- **Assigned task**:
Whenever "stone" appears in a line, please copy that line from the data.

=== Begin Enclosure ===

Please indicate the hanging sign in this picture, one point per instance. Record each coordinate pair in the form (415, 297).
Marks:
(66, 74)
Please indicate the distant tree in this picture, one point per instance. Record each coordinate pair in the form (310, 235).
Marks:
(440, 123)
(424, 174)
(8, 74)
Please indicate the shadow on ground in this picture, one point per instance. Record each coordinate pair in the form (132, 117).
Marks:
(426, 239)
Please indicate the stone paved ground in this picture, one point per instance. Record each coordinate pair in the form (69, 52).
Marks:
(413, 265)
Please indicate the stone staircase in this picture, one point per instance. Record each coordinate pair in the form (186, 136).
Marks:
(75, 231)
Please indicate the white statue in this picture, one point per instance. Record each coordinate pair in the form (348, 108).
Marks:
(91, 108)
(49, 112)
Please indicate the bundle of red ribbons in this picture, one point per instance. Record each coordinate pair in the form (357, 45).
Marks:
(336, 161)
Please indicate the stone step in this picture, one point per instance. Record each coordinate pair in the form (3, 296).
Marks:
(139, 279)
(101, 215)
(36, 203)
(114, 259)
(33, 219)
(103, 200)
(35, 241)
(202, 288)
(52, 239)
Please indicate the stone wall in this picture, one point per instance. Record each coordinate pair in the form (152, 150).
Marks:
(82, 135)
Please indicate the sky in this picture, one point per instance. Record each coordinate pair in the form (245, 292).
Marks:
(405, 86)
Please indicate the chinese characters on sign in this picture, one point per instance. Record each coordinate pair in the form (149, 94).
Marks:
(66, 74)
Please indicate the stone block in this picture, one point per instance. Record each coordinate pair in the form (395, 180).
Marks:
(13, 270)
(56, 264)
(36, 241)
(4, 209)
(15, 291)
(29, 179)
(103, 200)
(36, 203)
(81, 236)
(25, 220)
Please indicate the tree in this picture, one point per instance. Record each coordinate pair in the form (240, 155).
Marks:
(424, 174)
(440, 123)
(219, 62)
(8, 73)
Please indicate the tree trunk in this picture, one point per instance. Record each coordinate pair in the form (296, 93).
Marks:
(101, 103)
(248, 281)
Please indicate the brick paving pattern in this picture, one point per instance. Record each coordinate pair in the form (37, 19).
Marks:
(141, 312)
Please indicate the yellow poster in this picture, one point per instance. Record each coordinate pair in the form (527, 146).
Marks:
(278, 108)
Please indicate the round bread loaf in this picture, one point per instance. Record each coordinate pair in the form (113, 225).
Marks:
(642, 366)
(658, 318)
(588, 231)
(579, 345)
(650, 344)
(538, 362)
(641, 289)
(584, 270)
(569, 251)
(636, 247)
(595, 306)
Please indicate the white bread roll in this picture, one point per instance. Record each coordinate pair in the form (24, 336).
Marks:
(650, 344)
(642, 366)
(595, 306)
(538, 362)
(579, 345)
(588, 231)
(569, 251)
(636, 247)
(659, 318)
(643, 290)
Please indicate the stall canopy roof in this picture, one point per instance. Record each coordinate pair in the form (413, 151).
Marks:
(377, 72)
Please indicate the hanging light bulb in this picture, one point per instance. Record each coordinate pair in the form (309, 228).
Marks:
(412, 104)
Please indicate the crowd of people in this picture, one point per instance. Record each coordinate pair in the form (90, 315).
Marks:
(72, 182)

=== End Enclosure ===

- **Response to the task**:
Please indicate the stone paved ground in this picture, one point per instance. Record each coordinate pair in the form (69, 52).
Please indicate the stone staircase in this picture, one point per instance. Record each coordinate pair in the form (186, 136).
Please indicate the stone step in this picture, one point per instance. Record each coordinate pair in the form (3, 296).
Please indicate the stone wall in this picture, one point per instance. Record each coordinate pair in the form (152, 150).
Please indicate the stone block in this picture, one point per instance. Record each coordinate pair in the form (395, 180).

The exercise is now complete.